EXERCISE SET >>
(A) In the family law post, rewrite the passage from "B.H.F., Member, Texas" to "visits with dad.", changing "complaint" to "report".
(B) According to the family law post, whom should the parent call each time the son reports being in danger?
(C) Extend the family law post past its last sentence.

# Start of ARTICLE

My son visits his father in the summer time for 6 weeks; 2 summers ago my son called from inside a closet crying that his dad was drunk and he was worried about him. Once he got back home he told me that his dad drank a lot and there was a time that he had to get in a car with someone that had been drinking and driving. This past summer my son told me that there was not room for him in his SUV that he was told to lay in the back in the cargo area. He had no seat and no seat belt to secure him. I do not know what to do or the steps I need to take. I am worried about my son’s safety. We have a parenting plan in place and a child support order but that is it and we were never married. What do I need to do to keep him safe?

Asked on September 9, 2012 under Family Law, Washington

Answers:

B.H.F., Member, Texas State Bar / FreeAdvice Contributing Attorney

Answered 12 years ago | Contributor

There are a couple of things that you can do now to help the situation.  First, everytime your son calls and tells you he's in danger or has been exposed to a dangerous situation, then you need to call children's protective services.  Here is a website that can get you started:   http://www.dshs.wa.gov/ca/general/index.asp.              If you do nothing, then it will look like you are fabricating a complaint if you try to raise the issue later.  Even though your son's statements have a bit of age on them, you may still want to go ahead and file the complaint if he has regular visits with dad.

# End of ARTICLE
# Start of DATA LINES

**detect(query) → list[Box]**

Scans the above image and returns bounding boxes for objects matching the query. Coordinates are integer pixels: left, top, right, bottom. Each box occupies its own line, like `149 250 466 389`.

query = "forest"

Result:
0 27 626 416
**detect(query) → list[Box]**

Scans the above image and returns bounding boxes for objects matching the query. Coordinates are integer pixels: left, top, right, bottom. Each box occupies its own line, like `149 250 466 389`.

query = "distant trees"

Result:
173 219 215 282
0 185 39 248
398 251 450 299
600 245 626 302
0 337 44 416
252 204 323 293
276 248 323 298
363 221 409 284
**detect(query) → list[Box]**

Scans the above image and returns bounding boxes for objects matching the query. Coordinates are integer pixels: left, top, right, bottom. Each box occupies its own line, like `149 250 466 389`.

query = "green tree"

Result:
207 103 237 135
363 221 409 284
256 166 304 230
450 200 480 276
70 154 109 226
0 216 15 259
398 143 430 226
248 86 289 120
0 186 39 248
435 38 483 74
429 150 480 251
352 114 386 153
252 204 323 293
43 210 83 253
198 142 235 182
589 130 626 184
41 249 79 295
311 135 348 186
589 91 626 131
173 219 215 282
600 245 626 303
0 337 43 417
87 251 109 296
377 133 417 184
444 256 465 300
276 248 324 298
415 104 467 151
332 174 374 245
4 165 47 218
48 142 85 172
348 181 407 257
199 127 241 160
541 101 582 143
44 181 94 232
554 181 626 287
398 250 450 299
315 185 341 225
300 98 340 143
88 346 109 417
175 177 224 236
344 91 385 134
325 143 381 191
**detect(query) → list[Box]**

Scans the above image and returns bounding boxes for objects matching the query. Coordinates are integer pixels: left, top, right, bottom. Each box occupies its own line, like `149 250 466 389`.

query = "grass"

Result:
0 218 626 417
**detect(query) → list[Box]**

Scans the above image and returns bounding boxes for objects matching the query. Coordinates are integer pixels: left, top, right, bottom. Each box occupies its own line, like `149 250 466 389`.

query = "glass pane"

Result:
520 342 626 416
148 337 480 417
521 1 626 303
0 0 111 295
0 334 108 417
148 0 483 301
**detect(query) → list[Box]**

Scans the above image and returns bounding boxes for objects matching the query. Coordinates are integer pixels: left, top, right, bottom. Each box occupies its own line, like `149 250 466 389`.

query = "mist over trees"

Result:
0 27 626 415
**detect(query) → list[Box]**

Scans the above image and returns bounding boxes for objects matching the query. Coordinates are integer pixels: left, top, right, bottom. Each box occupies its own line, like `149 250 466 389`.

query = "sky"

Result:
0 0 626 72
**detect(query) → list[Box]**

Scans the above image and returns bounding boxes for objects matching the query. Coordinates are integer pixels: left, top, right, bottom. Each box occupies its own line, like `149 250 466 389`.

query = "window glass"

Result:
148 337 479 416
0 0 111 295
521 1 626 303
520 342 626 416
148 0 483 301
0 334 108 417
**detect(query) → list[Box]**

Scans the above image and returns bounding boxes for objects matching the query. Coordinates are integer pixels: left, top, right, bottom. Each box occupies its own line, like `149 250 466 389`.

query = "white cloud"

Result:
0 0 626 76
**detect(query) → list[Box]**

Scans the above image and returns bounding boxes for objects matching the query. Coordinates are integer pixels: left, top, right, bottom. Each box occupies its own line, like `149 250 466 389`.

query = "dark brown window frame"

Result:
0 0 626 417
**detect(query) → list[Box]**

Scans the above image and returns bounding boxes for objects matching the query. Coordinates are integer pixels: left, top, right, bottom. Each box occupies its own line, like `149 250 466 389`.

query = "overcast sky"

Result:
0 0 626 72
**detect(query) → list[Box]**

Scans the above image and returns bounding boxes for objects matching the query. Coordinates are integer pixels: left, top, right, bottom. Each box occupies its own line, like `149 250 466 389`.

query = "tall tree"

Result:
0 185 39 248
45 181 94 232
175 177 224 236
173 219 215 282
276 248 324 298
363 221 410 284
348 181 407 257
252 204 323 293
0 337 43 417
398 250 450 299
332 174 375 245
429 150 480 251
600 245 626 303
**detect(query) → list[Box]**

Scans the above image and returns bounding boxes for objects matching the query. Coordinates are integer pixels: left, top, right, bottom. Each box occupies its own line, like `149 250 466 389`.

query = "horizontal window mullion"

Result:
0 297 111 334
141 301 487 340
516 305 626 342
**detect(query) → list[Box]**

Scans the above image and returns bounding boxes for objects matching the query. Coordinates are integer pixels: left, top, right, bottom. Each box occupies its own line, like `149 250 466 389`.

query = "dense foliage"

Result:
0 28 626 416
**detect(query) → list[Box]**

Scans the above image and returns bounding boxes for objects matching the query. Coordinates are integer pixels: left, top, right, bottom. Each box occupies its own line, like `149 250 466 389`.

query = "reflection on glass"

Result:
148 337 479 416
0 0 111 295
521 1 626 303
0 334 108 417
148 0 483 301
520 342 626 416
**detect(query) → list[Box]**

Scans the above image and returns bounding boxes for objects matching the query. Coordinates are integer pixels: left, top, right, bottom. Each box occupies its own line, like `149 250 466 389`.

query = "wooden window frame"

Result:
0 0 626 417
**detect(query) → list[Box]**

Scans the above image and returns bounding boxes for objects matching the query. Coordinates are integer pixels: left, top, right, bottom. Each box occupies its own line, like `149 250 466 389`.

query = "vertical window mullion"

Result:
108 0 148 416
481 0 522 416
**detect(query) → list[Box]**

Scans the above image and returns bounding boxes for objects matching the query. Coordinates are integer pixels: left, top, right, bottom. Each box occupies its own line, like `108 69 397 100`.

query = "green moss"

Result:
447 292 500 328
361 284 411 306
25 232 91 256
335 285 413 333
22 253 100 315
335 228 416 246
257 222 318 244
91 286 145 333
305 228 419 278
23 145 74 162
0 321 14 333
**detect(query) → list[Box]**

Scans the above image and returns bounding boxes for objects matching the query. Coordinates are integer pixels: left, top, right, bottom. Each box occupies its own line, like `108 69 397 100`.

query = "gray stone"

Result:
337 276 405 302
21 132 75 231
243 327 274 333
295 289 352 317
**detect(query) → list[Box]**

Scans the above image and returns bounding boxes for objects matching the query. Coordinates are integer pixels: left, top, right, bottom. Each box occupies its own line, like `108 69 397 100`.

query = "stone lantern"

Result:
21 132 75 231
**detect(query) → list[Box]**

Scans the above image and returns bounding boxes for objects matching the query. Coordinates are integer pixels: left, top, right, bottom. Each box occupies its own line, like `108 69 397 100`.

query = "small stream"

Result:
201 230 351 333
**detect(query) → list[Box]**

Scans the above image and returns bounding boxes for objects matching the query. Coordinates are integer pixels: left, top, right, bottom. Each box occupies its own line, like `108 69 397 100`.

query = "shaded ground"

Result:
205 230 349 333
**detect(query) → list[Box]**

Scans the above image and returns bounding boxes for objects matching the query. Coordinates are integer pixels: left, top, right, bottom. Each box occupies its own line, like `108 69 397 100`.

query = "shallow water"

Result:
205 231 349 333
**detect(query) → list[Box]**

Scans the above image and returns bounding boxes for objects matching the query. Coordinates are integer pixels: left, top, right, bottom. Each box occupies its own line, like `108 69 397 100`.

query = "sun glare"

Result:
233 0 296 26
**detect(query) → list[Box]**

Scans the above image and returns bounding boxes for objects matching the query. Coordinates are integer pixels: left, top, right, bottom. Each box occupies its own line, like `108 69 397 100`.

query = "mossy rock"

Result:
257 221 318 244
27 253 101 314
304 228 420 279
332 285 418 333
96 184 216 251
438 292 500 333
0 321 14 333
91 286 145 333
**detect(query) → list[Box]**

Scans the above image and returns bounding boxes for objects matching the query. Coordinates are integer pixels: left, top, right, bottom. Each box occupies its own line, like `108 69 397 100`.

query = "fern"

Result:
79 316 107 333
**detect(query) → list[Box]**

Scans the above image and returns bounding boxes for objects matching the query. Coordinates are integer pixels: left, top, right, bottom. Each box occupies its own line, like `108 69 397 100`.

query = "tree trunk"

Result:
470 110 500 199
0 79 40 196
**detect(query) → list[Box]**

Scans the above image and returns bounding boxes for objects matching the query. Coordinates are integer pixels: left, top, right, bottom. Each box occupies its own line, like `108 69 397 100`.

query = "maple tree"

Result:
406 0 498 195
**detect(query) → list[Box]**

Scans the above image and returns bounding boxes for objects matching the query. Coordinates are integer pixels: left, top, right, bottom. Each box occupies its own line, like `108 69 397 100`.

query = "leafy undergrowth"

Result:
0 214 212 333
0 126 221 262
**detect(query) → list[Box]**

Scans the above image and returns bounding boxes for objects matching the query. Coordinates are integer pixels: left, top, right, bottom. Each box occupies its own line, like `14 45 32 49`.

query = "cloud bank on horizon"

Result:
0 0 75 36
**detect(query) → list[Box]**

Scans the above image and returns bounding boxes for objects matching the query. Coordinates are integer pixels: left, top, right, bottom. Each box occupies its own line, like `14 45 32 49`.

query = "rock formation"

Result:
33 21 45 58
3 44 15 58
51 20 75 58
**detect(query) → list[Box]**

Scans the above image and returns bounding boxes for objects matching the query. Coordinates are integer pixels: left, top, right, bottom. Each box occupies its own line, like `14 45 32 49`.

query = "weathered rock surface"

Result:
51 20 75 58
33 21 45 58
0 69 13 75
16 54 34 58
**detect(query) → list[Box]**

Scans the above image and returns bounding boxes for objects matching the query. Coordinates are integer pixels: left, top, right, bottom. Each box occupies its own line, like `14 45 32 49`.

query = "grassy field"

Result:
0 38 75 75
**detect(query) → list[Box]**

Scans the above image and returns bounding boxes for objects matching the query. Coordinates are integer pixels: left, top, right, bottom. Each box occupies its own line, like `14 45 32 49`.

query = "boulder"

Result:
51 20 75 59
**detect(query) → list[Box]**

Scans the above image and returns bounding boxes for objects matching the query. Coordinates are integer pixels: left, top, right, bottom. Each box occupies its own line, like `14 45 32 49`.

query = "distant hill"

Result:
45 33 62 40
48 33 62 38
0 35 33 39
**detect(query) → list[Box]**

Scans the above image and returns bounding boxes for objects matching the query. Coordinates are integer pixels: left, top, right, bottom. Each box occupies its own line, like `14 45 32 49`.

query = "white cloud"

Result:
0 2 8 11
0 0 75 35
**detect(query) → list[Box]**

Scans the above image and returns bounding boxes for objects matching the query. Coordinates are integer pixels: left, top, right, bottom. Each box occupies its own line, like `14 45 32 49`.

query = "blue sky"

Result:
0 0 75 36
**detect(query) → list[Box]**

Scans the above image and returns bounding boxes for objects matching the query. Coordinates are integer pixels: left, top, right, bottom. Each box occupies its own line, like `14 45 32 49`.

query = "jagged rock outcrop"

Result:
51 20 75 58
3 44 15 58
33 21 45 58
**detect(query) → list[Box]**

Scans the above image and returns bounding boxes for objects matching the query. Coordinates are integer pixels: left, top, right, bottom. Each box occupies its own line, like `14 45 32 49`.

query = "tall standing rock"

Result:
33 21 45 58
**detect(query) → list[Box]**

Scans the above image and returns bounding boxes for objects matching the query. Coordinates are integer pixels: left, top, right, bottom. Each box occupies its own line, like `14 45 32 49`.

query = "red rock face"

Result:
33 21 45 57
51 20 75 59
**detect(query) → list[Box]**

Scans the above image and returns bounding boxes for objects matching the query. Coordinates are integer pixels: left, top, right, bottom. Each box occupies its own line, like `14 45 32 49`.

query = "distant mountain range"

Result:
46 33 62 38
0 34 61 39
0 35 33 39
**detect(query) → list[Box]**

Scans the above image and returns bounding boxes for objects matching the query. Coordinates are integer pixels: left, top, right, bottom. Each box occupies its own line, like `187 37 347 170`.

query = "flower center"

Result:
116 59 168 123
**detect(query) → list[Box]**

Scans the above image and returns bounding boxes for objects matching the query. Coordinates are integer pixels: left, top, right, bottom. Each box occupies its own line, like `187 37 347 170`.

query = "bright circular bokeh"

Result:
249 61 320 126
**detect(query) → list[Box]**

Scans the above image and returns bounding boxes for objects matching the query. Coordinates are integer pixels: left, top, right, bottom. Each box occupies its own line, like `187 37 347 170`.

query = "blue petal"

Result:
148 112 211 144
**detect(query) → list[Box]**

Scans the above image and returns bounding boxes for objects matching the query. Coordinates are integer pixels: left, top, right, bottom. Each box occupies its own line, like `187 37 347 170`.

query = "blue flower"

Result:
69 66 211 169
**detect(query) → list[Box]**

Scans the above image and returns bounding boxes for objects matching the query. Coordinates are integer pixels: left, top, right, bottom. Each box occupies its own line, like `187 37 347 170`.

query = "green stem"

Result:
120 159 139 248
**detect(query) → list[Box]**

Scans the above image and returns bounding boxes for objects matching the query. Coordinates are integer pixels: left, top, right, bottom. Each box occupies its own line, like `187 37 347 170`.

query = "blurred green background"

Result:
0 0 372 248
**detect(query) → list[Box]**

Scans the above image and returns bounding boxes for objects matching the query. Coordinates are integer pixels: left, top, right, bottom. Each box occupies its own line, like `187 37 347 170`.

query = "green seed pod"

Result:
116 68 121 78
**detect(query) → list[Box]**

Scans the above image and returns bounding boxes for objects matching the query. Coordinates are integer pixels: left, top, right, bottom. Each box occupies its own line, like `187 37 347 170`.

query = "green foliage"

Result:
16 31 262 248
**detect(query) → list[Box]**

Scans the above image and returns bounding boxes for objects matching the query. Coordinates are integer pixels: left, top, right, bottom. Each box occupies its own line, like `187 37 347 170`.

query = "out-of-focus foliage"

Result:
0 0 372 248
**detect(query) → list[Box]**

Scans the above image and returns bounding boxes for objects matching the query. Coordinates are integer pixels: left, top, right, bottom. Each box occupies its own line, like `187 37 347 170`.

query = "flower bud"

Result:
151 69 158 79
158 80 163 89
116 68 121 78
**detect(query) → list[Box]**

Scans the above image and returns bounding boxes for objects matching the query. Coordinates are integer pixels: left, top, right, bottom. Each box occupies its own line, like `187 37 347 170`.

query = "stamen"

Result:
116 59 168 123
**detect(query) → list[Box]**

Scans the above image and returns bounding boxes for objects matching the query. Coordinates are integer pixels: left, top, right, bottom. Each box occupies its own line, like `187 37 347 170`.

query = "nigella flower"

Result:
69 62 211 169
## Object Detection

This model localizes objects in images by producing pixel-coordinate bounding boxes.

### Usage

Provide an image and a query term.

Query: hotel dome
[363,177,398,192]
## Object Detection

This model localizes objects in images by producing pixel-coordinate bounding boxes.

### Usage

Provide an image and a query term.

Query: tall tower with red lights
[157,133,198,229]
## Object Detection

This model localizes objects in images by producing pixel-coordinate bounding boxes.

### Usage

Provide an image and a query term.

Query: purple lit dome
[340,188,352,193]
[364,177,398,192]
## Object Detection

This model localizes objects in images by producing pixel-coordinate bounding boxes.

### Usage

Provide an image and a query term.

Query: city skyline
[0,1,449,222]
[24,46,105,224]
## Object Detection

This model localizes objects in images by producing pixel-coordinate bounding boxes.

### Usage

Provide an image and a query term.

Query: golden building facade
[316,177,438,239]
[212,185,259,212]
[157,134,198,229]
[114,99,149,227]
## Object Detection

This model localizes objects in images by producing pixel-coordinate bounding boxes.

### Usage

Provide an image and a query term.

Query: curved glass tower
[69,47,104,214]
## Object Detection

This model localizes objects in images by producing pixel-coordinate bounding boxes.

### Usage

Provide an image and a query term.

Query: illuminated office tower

# End of DATA LINES

RESULTS >>
(A)
B.H.F., Member, Texas State Bar / FreeAdvice Contributing Attorney

Answered 12 years ago | Contributor

There are a couple of things that you can do now to help the situation.  First, everytime your son calls and tells you he's in danger or has been exposed to a dangerous situation, then you need to call children's protective services.  Here is a website that can get you started:   http://www.dshs.wa.gov/ca/general/index.asp.              If you do nothing, then it will look like you are fabricating a report if you try to raise the issue later.  Even though your son's statements have a bit of age on them, you may still want to go ahead and file the report if he has regular visits with dad.

(B) Children's protective services.

(C)
Your second option is to file a motion to modify or change the custody order and parenting plan.  You need to request supervised visits or restricted visits.  You may also request the order to require dad to attend certain types of counseling (parenting, alcohol, etc.).... anything that will help him be a better dad.  This seems like an odd request, but you will get some mileage with a court and they will listen to you better if your focus isn't just "ripping kid away from dad," but it's trying to make the relationship work better and more safely for the child through counseling and supervision.